**Deine Aufgaben:**
- a) Prüfe anhand des Textabschnitts, ob diese Aussagen zutreffen, und nenne jeweils Ja oder Nein samt den entscheidenden Worten als wörtliches Zitat: (i) Das Gleam Escape erhält die Test-Gesamtnote 1,7. (ii) Beim Chike sind nur die Vorderräder gebremst. (iii) Beim Gleam verschlechtern sich die Fahreigenschaften bei hoher Last auf der Ladefläche.
- b) Suche alle Zeilen heraus, in denen das Wort "middle" vorkommt, und gib jede davon wieder.

**Textabschnitt:**
________

Ein Differenzial verteilt die Motorkraft auf beide Hinterräder, zwischen Antrieb und den Hinterachsschwingen sitzt ein stufenloses Enviolo-Getriebe. Dass sich der hohe Aufwand lohnt, beweist das Gefährt in Aktion: Selbst mit hoher Last auf der Ladefläche ändern sich die guten Fahreigenschaften nicht. Das Pedelec rollt wendig und gut kontrollierbar. Einzig fürs Anfahren braucht es etwas Übung, zu Beginn wehrt sich das Escape beim Beschleunigen aus dem Stand gegen Richtungsänderungen. Nach wenigen Versuchen klappt das aber tadellos. Fazit: Das Gleam ist ein kompromissloser Schwertransporter mit hoher Zuladung, aber auch hohem Eigengewicht und etwas unhandlichen Abmessungen.
Stärken: hohe Zuladung, Achse mit Neigetechik und Niveauausgleich
Schwächen: sehr schwer, etwas unhandlich
>> Das Gleam Escape bekommt eine Test-Gesamtnote von 1,7 und ist damit Testsieger!
Das Chike überzeugt durch seinen einfachen Aufbau. Abgesehen von der Doppellenker-Vorderachse ist die Technik überschaubar. Ein einfacher Elastomer-Block dämpft die Neigeachse. Das Rad ist deshalb wenig reparaturanfällig und wartungsarm. Lenkbewegungen werden mit Schubstangen auf die Achsschenkel übertragen, beide Vorderräder sowie das Hinterrad sind gebremst. Chike-Fahrer werden den komfortablen Antriebsstrang aus Shimano-Motor und elektromechanischer, per Taster schaltbarer Fünfgang-Nabe schätzen.

________

Einträge zur Punktplatzierung:
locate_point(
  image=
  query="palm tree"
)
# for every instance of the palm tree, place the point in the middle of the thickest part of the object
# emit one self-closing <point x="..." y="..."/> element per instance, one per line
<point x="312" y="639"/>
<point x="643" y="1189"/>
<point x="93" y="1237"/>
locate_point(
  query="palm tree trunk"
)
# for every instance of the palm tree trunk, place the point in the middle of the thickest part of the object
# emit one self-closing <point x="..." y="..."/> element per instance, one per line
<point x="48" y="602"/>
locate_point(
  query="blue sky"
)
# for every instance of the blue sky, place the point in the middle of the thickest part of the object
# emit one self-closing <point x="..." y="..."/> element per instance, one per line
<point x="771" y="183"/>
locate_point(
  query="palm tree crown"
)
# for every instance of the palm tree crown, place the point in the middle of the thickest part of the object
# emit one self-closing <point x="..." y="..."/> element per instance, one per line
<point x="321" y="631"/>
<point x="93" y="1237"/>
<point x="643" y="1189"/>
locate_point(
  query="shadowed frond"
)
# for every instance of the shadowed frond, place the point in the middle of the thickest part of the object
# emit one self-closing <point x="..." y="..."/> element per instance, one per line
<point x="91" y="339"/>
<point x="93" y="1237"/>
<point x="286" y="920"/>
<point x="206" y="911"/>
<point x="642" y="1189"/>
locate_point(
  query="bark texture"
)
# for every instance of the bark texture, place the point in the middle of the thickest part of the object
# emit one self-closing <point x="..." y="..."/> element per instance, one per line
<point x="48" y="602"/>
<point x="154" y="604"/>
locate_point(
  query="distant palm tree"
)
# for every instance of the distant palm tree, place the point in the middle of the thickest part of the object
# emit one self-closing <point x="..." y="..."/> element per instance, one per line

________

**Ergebnisse je Aufgabe:**
- a)
(i) Ja: „Das Gleam Escape bekommt eine Test-Gesamtnote von 1,7“
(ii) Nein: „beide Vorderräder sowie das Hinterrad sind gebremst“
(iii) Nein: „Selbst mit hoher Last auf der Ladefläche ändern sich die guten Fahreigenschaften nicht“

- b)
# for every instance of the palm tree, place the point in the middle of the thickest part of the object
# for every instance of the palm tree trunk, place the point in the middle of the thickest part of the object
# for every instance of the blue sky, place the point in the middle of the thickest part of the object
# for every instance of the palm tree crown, place the point in the middle of the thickest part of the object
# for every instance of the shadowed frond, place the point in the middle of the thickest part of the object
# for every instance of the bark texture, place the point in the middle of the thickest part of the object
# for every instance of the distant palm tree, place the point in the middle of the thickest part of the object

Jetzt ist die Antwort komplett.